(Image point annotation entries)

|---|

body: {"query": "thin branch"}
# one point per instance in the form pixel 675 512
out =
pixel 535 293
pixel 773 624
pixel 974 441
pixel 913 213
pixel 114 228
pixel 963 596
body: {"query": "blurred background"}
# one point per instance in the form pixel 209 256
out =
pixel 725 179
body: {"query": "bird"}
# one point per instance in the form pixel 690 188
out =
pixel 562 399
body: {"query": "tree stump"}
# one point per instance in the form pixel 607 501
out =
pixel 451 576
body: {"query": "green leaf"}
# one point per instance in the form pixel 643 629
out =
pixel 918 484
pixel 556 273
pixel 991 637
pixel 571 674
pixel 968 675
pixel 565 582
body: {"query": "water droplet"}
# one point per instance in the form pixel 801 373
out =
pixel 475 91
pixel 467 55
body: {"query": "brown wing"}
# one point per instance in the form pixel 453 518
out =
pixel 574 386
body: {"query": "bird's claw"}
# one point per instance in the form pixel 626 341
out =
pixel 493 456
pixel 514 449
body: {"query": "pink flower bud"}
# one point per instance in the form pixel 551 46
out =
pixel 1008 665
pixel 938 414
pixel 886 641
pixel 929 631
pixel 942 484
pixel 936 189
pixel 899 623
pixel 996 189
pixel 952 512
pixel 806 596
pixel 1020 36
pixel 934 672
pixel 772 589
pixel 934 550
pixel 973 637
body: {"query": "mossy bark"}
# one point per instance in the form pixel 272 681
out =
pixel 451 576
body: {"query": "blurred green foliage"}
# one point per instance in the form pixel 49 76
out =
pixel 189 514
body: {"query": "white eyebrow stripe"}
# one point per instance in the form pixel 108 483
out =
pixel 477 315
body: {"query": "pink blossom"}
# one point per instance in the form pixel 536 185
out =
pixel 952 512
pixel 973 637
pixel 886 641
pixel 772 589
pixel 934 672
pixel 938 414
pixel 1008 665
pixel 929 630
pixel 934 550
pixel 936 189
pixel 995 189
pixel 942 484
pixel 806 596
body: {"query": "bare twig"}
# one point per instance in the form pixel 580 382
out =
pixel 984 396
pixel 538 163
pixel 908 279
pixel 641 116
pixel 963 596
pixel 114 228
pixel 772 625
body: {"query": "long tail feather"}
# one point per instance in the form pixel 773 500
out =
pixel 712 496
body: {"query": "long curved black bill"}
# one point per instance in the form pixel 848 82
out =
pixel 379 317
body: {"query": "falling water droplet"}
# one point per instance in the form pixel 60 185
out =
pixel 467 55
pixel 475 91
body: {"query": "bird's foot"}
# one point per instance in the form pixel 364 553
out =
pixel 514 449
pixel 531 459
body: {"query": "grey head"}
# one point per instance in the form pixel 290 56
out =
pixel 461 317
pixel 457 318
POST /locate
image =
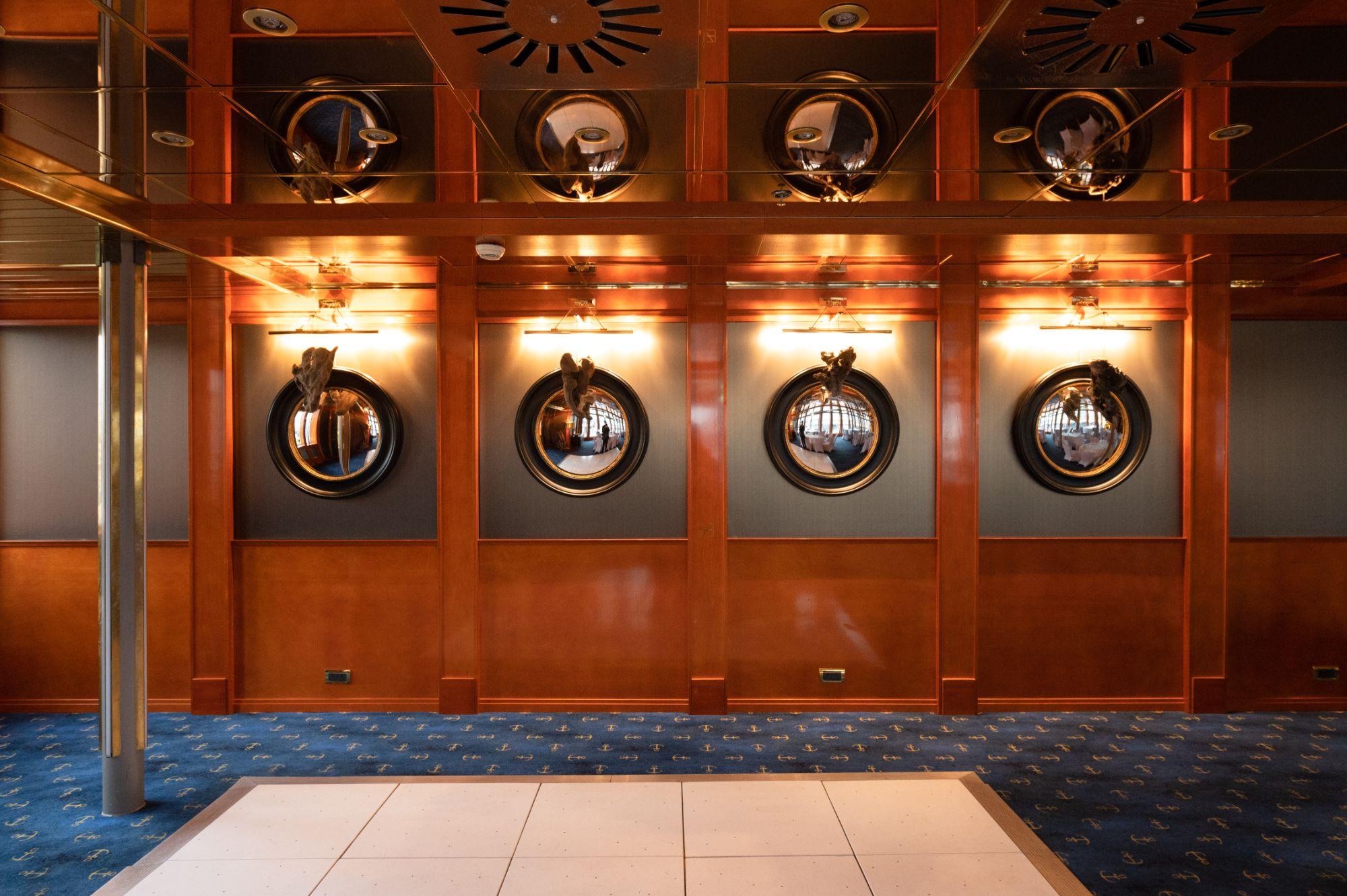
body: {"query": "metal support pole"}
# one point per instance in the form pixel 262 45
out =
pixel 122 428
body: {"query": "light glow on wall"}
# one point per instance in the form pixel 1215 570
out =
pixel 1024 335
pixel 583 343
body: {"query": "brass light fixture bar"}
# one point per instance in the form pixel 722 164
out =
pixel 836 318
pixel 1086 314
pixel 833 284
pixel 333 300
pixel 580 319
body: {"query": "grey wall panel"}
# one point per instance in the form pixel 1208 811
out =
pixel 401 506
pixel 650 505
pixel 49 421
pixel 899 505
pixel 1288 425
pixel 1014 357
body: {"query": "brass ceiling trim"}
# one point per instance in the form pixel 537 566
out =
pixel 224 94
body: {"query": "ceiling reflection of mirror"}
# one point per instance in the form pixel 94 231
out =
pixel 339 136
pixel 587 140
pixel 830 143
pixel 1082 145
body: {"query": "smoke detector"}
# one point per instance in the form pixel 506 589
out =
pixel 491 250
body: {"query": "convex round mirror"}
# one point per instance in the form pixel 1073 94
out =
pixel 340 137
pixel 340 446
pixel 583 141
pixel 832 429
pixel 581 431
pixel 829 140
pixel 1082 429
pixel 1078 132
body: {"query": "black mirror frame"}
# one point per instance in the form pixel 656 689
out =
pixel 278 436
pixel 638 424
pixel 774 432
pixel 1024 429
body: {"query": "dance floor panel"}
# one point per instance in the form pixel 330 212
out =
pixel 917 835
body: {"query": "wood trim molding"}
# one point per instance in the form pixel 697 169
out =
pixel 459 518
pixel 708 552
pixel 1082 704
pixel 211 521
pixel 957 487
pixel 560 705
pixel 1208 506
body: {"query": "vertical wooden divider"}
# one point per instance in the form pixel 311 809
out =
pixel 1208 358
pixel 707 485
pixel 957 485
pixel 457 442
pixel 211 528
pixel 957 116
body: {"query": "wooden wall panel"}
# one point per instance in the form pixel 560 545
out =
pixel 1287 615
pixel 1081 622
pixel 306 607
pixel 601 623
pixel 49 626
pixel 798 606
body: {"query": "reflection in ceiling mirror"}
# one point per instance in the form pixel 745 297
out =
pixel 337 140
pixel 830 140
pixel 1082 144
pixel 580 429
pixel 333 435
pixel 832 429
pixel 584 144
pixel 1084 428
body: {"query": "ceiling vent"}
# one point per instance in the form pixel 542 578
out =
pixel 1117 43
pixel 560 43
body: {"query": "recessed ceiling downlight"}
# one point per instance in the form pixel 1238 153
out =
pixel 845 16
pixel 1232 132
pixel 1014 135
pixel 381 136
pixel 173 139
pixel 270 22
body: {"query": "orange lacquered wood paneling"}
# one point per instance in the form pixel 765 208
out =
pixel 1287 615
pixel 588 621
pixel 49 626
pixel 370 607
pixel 798 606
pixel 1088 619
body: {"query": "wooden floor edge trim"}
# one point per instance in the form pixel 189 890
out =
pixel 1043 859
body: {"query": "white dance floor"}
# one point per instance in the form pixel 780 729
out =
pixel 809 835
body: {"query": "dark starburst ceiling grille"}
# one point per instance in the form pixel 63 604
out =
pixel 1070 40
pixel 619 31
pixel 1117 43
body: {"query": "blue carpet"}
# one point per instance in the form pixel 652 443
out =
pixel 1134 802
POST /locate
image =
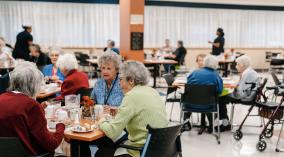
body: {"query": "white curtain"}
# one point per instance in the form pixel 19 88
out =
pixel 195 26
pixel 90 25
pixel 61 24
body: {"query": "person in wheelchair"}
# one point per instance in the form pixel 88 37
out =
pixel 244 92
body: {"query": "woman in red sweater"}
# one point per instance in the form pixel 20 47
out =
pixel 74 80
pixel 21 116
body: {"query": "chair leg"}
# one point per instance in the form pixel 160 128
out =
pixel 277 149
pixel 232 115
pixel 171 112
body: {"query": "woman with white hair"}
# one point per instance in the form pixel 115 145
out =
pixel 23 117
pixel 107 89
pixel 206 76
pixel 141 106
pixel 74 80
pixel 248 75
pixel 51 71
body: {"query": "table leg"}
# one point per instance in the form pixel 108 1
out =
pixel 225 74
pixel 75 148
pixel 155 74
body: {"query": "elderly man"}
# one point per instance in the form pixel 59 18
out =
pixel 206 76
pixel 23 117
pixel 242 92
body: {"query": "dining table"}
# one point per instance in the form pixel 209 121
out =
pixel 76 139
pixel 47 92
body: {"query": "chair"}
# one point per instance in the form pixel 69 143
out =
pixel 171 89
pixel 201 99
pixel 12 147
pixel 163 142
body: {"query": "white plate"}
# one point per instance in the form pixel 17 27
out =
pixel 80 129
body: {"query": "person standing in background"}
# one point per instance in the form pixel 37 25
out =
pixel 24 40
pixel 219 42
pixel 167 48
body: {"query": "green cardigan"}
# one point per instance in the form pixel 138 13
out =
pixel 140 106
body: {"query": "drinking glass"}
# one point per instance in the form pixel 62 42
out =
pixel 72 101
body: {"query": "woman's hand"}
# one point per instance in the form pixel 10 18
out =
pixel 44 104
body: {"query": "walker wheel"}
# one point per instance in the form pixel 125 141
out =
pixel 261 146
pixel 238 135
pixel 268 133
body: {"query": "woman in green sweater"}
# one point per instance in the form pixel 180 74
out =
pixel 141 106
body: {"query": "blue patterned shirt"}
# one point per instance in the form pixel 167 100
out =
pixel 101 92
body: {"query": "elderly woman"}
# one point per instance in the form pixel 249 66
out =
pixel 206 76
pixel 24 117
pixel 38 57
pixel 107 89
pixel 74 80
pixel 141 106
pixel 51 71
pixel 240 93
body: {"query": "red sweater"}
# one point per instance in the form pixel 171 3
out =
pixel 23 117
pixel 74 81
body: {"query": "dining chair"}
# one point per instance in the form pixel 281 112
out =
pixel 201 99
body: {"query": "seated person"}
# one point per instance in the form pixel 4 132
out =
pixel 178 56
pixel 51 71
pixel 207 76
pixel 107 89
pixel 241 93
pixel 141 106
pixel 4 82
pixel 38 57
pixel 5 54
pixel 74 80
pixel 24 117
pixel 168 49
pixel 110 46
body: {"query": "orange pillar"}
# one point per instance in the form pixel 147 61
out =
pixel 132 29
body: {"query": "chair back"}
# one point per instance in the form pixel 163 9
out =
pixel 169 78
pixel 199 98
pixel 275 78
pixel 163 142
pixel 12 147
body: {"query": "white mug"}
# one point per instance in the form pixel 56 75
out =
pixel 99 111
pixel 61 115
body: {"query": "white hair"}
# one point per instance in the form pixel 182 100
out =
pixel 67 61
pixel 136 71
pixel 56 50
pixel 26 78
pixel 244 60
pixel 211 61
pixel 110 57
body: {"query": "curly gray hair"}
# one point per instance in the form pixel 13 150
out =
pixel 110 57
pixel 244 60
pixel 26 78
pixel 211 61
pixel 136 71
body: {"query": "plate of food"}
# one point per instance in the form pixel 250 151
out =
pixel 81 129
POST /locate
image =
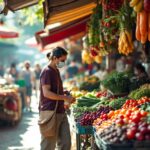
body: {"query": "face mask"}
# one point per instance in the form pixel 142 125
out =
pixel 60 64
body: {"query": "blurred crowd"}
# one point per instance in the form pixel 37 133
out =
pixel 27 75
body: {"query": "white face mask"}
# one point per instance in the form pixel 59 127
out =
pixel 60 64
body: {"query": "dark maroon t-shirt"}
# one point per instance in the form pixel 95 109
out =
pixel 50 76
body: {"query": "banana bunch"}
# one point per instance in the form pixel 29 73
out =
pixel 86 57
pixel 125 44
pixel 98 59
pixel 104 52
pixel 137 5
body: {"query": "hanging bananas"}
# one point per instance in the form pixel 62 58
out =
pixel 125 44
pixel 137 5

|---|

→ What needs to be done
Rewrite the listing starting at its first line and ending at the line containing "pixel 477 315", replacing each "instance" with "occurrence" and leaving everything else unchanged.

→ Answer
body: {"query": "thin branch"}
# one point per occurrence in the form pixel 675 512
out =
pixel 535 293
pixel 773 624
pixel 974 441
pixel 913 213
pixel 114 228
pixel 963 596
body: {"query": "blurred background"}
# one point per occurrence in the form pixel 209 256
out =
pixel 725 179
body: {"query": "bird"}
# one point per occurrence in the form pixel 690 188
out =
pixel 562 399
body: {"query": "tree stump"}
# one point per occurrence in the form pixel 607 501
out =
pixel 451 576
body: {"query": "green leaf"}
# one point per occurrence in the form pixel 643 629
out =
pixel 918 484
pixel 556 273
pixel 991 637
pixel 571 674
pixel 968 675
pixel 565 582
body: {"query": "water droplet"}
# one point per occurrence in the form pixel 801 373
out =
pixel 475 91
pixel 467 55
body: {"query": "brown wing"}
# one point per occurrence in the form pixel 453 518
out =
pixel 574 386
body: {"query": "bird's claw"}
# one point per occurrence in the form pixel 626 341
out =
pixel 493 456
pixel 514 449
body: {"query": "pink flower bud"}
# one point per occurrence in the form pixel 551 46
out =
pixel 1008 665
pixel 938 414
pixel 886 641
pixel 929 631
pixel 942 484
pixel 936 189
pixel 899 623
pixel 996 189
pixel 952 512
pixel 806 596
pixel 1020 36
pixel 934 672
pixel 772 589
pixel 934 550
pixel 973 637
body: {"query": "mossy bark"}
# one point per occurrence in the form pixel 272 681
out =
pixel 451 576
body: {"query": "blurred green foliage"}
# one point per occurrence in the form pixel 49 76
out =
pixel 189 514
body: {"query": "white eyebrow stripe"}
# one point per occurrence in the form pixel 108 483
out =
pixel 477 315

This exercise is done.